During her annual trip to France with students in the Normandy Scholars program in 2008, Judith Coffin, an associate professor of history at The University of Texas at Austin, visited the manuscripts collection at the Bibliothèque nationale de France (BNF) in search of letters.
While conducting research for a project, she had come across a footnote that mentioned letters written to Simone de Beauvoir. The letters were in Beauvoir’s archive — a collection of letters, manuscripts and other personal documents — at the BNF. However, no record of the letters existed in the finding aids. When Coffin reached out to the supervising curator to inquire about the letters, she had no idea they would occupy the next decade of her life.
Simone de Beauvoir is perhaps best known to American audiences as the author of The Second Sex (1949) or as the longtime partner of Jean-Paul Sartre. But during her lifetime (1908-1986), Beauvoir authored over a dozen literary works, including four volumes of memoir. Coffin describes Beauvoir as a “fearless, difficult, and brilliant French feminist” who belongs to a tradition of public intellectualism in France that dates back to the Enlightenment.
Readers did not just appreciate Beauvoir’s writing, they also saw it as an invitation to converse. A Belgian middle school teacher wrote her, “The wisdom of your observations, the courage and the generosity of your intellectual position show that you clearly can recognize the importance of the subject of my letter.” Many readers shared these sentiments. They saw Beauvoir as a role model, but also a warm and challenging interlocutor.

_ _ _ _

* What you need to do:
**1.** Answer these from the passage on Simone de Beauvoir's letters:
(a) In what year did Judith Coffin visit the manuscripts collection at the Bibliothèque nationale de France?
(b) What years does the passage give for Beauvoir's lifetime?
(c) What job did the Belgian reader who wrote to Beauvoir hold?
**2.** Continue the passage on Simone de Beauvoir's letters from its last sentence.
The lines after this text aren't needed.

* Recorded data:
_ _ _ _

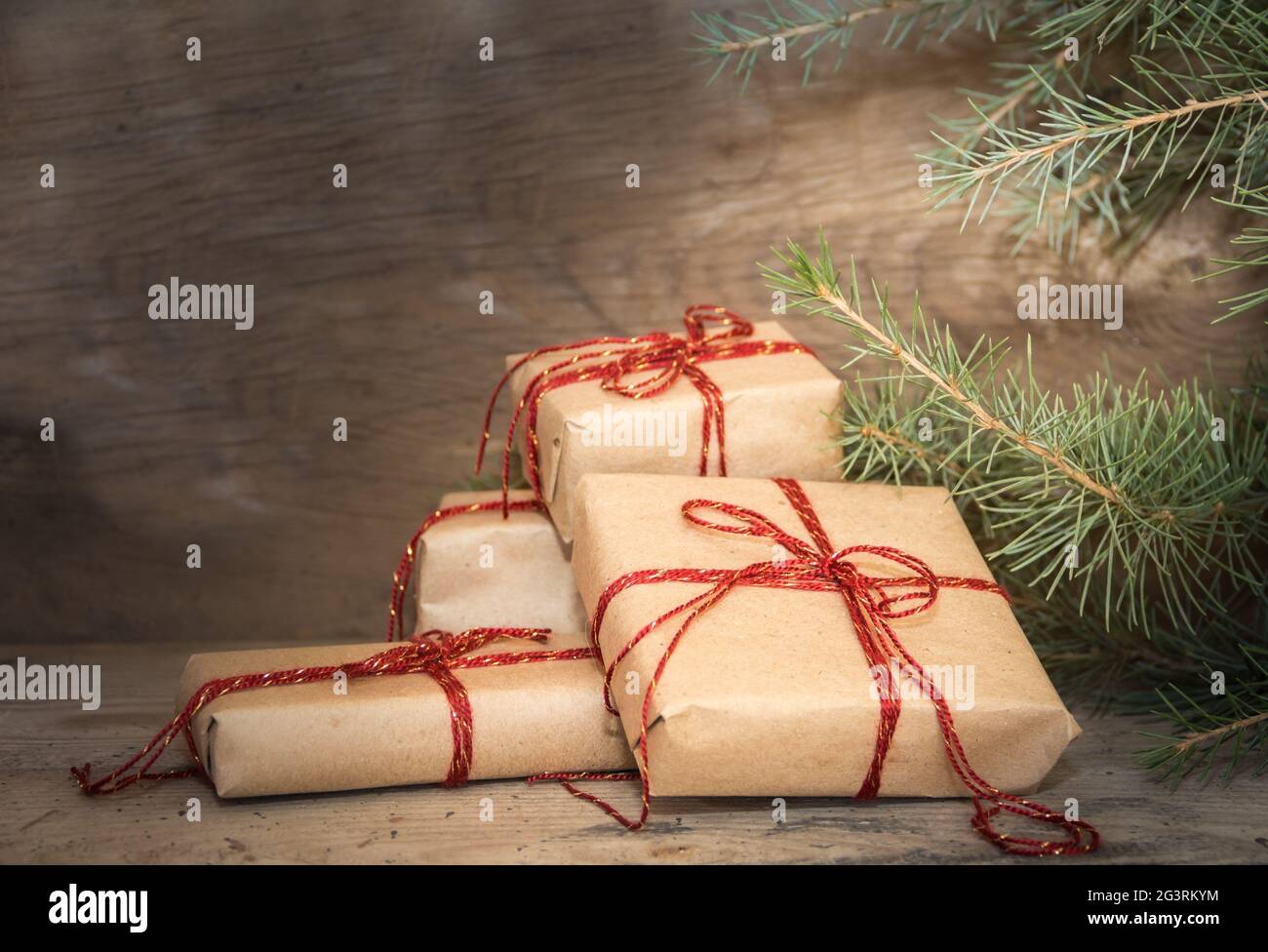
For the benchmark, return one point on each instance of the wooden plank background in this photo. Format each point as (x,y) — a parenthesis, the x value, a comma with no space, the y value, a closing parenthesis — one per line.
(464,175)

_ _ _ _

* Responses by task:
**1.**
(a) 2008
(b) 1908-1986
(c) Middle school teacher

**2.**
In Sex, Love, and Letters: Writing Simone de Beauvoir (2020), Coffin traces correspondence sent to Beauvoir between 1949 and 1972, a period marked by events like the Algerian War, the student movements of 1968, gay liberation, and second wave feminism. People would write saying, “Like you, I lived through this specific experience.” And Beauvoir would regularly respond, although Coffin could only infer the details of those responses.* The letters arrived from nearly every continent, and from famous and ordinary fans alike. Their contents ranged from enthusiastic notes on Beauvoir’s work to requests for marital and parental advice. (Beauvoir was an improbable expert on both subjects. She never married, never had children, and was polyamorous). Of course, some letter-writers chastised Beauvoir for her progressive stances: “What is going to happen if my future daughter-in-law becomes enthralled with your work?” a concerned letter-writer queried on August 3, 1966.
“Beauvoir persuaded people that everything in their lives was significant – how they made decisions, or what we might call the micro-politics of everyday life.”
Judith Coffin
Over the course of her career, Beauvoir saved thousands and thousands of letters from readers. “Beauvoir persuaded people that everything in their lives was significant – how they made decisions, or what we might call the micro-politics of everyday life.” Coffin continues, “Their ideas were significant as well. [Writing to Beauvoir] was an invitation to think of yourself as a thinker. These letters show that thinking isn’t just for philosophers. These ordinary people were full of ideas and hungry for intellectual conversation.”
The intimacy between Beauvoir and her reading public might be shocking to those familiar with her work and public persona. Beauvoir could be aloof or stern. These readers loved her anyway. She wrote a short story, The Woman Destroyed, about a woman whose marriage was falling apart. It was based in part on letters she had received from readers. The woman character wasn’t very sympathetic; she seems clueless. And many readers wrote to thank Beauvoir for writing about them! “Sometimes they talked past each other. It’s like a marriage itself,” Coffin jests.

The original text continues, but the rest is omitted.